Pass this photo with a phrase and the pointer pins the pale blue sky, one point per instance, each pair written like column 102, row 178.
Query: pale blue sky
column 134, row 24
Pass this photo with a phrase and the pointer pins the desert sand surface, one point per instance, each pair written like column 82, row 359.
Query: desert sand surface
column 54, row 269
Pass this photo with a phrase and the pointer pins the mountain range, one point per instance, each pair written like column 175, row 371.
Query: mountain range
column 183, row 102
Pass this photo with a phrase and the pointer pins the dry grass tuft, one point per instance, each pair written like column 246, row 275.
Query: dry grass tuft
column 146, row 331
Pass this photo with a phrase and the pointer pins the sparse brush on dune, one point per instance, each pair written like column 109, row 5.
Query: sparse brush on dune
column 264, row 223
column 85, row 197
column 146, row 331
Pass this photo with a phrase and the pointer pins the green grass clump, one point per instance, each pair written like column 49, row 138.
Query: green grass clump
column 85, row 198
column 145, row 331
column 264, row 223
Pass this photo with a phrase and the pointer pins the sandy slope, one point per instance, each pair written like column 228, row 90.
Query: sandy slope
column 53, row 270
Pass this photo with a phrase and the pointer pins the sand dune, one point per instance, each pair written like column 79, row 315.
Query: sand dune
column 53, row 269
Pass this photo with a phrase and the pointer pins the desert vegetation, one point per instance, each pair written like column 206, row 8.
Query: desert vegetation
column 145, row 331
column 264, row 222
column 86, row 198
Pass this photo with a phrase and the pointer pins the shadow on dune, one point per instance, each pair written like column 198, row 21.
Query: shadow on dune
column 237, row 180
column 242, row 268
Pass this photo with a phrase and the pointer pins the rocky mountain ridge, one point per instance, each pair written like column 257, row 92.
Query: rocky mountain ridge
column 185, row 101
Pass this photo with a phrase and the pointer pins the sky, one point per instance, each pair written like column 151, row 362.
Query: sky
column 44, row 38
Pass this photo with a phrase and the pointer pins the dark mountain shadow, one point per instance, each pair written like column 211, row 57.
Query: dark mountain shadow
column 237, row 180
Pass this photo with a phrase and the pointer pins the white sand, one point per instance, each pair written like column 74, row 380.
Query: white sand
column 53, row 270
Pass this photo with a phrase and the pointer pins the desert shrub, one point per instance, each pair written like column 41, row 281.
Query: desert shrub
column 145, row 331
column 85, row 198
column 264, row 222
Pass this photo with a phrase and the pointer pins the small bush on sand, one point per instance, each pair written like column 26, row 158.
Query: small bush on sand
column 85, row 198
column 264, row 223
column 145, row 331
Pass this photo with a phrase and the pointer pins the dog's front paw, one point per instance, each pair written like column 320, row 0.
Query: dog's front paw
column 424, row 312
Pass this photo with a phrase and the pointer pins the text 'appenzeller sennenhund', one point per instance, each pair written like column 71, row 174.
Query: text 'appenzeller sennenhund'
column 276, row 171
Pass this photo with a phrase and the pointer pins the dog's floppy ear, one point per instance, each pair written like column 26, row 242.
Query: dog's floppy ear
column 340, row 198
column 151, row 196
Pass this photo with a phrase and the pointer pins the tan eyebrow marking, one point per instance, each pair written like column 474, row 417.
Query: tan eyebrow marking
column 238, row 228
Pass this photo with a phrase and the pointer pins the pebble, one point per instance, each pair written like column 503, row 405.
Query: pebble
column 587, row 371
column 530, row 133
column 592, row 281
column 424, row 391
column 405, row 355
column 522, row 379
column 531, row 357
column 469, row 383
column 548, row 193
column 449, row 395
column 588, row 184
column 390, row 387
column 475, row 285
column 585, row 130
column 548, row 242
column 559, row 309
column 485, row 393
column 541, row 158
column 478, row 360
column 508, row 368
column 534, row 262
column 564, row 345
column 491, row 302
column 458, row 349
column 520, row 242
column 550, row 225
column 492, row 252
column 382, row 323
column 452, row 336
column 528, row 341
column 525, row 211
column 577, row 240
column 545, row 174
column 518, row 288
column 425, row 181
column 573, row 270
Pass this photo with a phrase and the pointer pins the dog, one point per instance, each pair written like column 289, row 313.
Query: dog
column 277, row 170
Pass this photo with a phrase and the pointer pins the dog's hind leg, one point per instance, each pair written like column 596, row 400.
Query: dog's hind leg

══════

■ Task statement
Extract every record and return it verbatim.

■ Task output
Pass this photo with a phrase and the pointer pins the pale blue sky, one point per instance, each pair written like column 102, row 178.
Query: pale blue sky
column 134, row 24
Pass this photo with a phrase and the pointer pins the desert sand surface, one point per instance, each pair written like column 82, row 359.
Query: desert sand surface
column 54, row 269
Pass this photo with a phrase and the pointer pins the mountain range, one point per instance, each pair written like column 175, row 371.
Query: mountain range
column 183, row 102
Pass this photo with a phrase and the pointer pins the dry grass tuft, one point per instance, each pair written like column 246, row 275.
Query: dry grass tuft
column 146, row 331
Pass this photo with a phrase and the pointer pins the sparse brush on dune, one point per instance, each pair written like column 109, row 5.
Query: sparse brush on dune
column 264, row 223
column 85, row 197
column 146, row 331
Pass this photo with a phrase and the pointer pins the green grass clump, one point per instance, each pair written like column 49, row 138.
Query: green grass clump
column 85, row 198
column 145, row 331
column 264, row 223
Pass this photo with a phrase and the pointer pins the sandy slope, one point per instance, each pair written like column 228, row 90.
Query: sandy slope
column 53, row 270
Pass this photo with a phrase and the pointer pins the sand dune, one point per instance, each pair written like column 79, row 315.
Query: sand dune
column 53, row 269
Pass this photo with a phrase and the pointer pins the desert vegetation, one point per instance, each pair written like column 206, row 8.
Query: desert vegetation
column 145, row 331
column 264, row 222
column 86, row 198
Pass this photo with a phrase and the pointer pins the shadow on dune, one point per instance, each pair written like column 198, row 21.
Query: shadow on dune
column 237, row 180
column 242, row 268
Pass this photo with a phrase and the pointer pins the rocky mountain ridge, one point per instance, each pair written like column 257, row 92.
Query: rocky mountain ridge
column 185, row 101
Pass this photo with a phrase and the pointer pins the sky, one point per instance, each pair written like column 151, row 362.
Query: sky
column 44, row 38
Pass this photo with a phrase and the pointer pins the dark mountain shadow, one point per instance, each pair written like column 211, row 57.
Query: dark mountain shadow
column 237, row 180
Pass this photo with a phrase and the pointer pins the white sand, one point per instance, each pair written like column 74, row 380.
Query: white sand
column 53, row 270
Pass this photo with a phrase and the pointer pins the desert shrub, one point per instance, each pair written like column 41, row 281.
Query: desert shrub
column 145, row 331
column 85, row 198
column 264, row 222
Pass this photo with a phrase and the pointer pins the small bush on sand, one point per instance, each pair written like column 26, row 158.
Query: small bush on sand
column 85, row 198
column 264, row 223
column 145, row 331
Pass this photo with a phrase and the pointer pins the dog's front paw, one point per instance, each pair written like column 320, row 0.
Query: dog's front paw
column 424, row 312
Pass this photo with a phrase and the pointer pins the text 'appenzeller sennenhund', one point per instance, each pair written like column 71, row 174.
Query: text 'appenzeller sennenhund'
column 276, row 171
Pass this photo with a phrase and the pointer pins the dog's floppy ear, one point per instance, each pair written like column 26, row 242.
Query: dog's floppy ear
column 340, row 198
column 151, row 196
Pass this photo with a phrase and the pointer pins the tan eyebrow marking, one point per instance, each pair written like column 474, row 417.
Query: tan eyebrow marking
column 238, row 228
Pass this photo with a phrase and the pointer pins the pebble, one point per instance, each pair written like column 503, row 405.
Query: pebble
column 587, row 371
column 530, row 133
column 592, row 281
column 424, row 391
column 405, row 355
column 522, row 379
column 531, row 357
column 469, row 383
column 548, row 193
column 449, row 395
column 588, row 184
column 390, row 387
column 475, row 285
column 585, row 130
column 548, row 242
column 559, row 309
column 485, row 393
column 541, row 158
column 478, row 360
column 508, row 368
column 534, row 262
column 564, row 345
column 491, row 302
column 458, row 349
column 520, row 242
column 550, row 225
column 492, row 252
column 382, row 323
column 452, row 336
column 528, row 341
column 525, row 211
column 577, row 240
column 545, row 174
column 518, row 288
column 425, row 181
column 573, row 270
Pass this photo with a phrase and the pointer pins the dog, one point per instance, each pair written like column 289, row 313.
Query: dog
column 277, row 170
Pass this photo with a phrase and the pointer pins the dog's hind leg, one point per instance, each pair written like column 596, row 400.
Query: dog's hind leg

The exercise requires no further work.